═════ Task data ═════

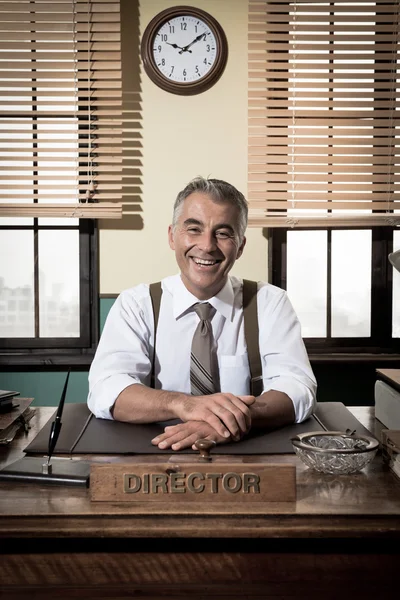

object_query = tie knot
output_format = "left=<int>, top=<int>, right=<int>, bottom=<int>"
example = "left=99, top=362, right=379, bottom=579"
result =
left=194, top=302, right=213, bottom=321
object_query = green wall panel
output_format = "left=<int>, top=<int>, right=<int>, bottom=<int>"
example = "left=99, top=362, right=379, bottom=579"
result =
left=100, top=297, right=115, bottom=331
left=0, top=370, right=89, bottom=408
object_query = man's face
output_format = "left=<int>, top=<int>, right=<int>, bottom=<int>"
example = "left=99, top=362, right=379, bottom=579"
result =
left=168, top=192, right=246, bottom=300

═════

## Work task:
Repeat precisely, and with nothing added, every line from the one containing "object_query = man's face" to the last line of the listing above.

## Response box:
object_query = man's face
output_format = "left=<int>, top=<int>, right=<int>, bottom=<int>"
example = "left=99, top=362, right=379, bottom=579"
result =
left=168, top=192, right=246, bottom=300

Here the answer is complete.